(Collected data entries)
- - -

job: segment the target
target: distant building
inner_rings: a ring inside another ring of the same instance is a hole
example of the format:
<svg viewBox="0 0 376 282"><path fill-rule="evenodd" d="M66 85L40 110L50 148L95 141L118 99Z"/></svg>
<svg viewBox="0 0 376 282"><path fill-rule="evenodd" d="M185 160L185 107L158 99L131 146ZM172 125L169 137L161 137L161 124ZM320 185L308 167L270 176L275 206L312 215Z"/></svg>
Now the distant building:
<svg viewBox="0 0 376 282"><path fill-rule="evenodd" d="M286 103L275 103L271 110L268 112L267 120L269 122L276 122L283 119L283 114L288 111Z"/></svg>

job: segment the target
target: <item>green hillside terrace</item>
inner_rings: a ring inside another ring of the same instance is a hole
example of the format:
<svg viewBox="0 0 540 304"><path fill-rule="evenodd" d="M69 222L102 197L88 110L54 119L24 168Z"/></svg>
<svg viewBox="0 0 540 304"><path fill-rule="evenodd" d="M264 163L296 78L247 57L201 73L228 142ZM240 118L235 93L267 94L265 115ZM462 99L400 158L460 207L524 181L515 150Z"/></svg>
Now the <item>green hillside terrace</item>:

- - -

### Required action:
All of the data above needs to be given again exactly.

### Reply:
job: segment the target
target: distant building
inner_rings: a ring inside another ring of the same instance is a hole
example of the format:
<svg viewBox="0 0 376 282"><path fill-rule="evenodd" d="M66 85L40 110L50 148L95 141L118 99Z"/></svg>
<svg viewBox="0 0 376 282"><path fill-rule="evenodd" d="M185 160L185 107L158 99L131 146ZM172 125L169 137L161 137L161 124ZM320 185L308 167L270 176L275 206L312 215Z"/></svg>
Now the distant building:
<svg viewBox="0 0 376 282"><path fill-rule="evenodd" d="M286 103L275 103L271 110L268 112L267 120L269 122L276 122L283 119L283 114L288 111Z"/></svg>

job: segment the target
target: <item>green hillside terrace</item>
inner_rings: a ring inside another ring of the same instance is a hole
example of the format:
<svg viewBox="0 0 540 304"><path fill-rule="evenodd" d="M69 222L102 197L88 110L54 119L24 168Z"/></svg>
<svg viewBox="0 0 540 304"><path fill-rule="evenodd" d="M264 163L296 78L247 57L201 73L228 142ZM240 118L235 93L267 94L265 115ZM462 99L400 158L460 207L524 181L515 150Z"/></svg>
Now the <item>green hillside terrace</item>:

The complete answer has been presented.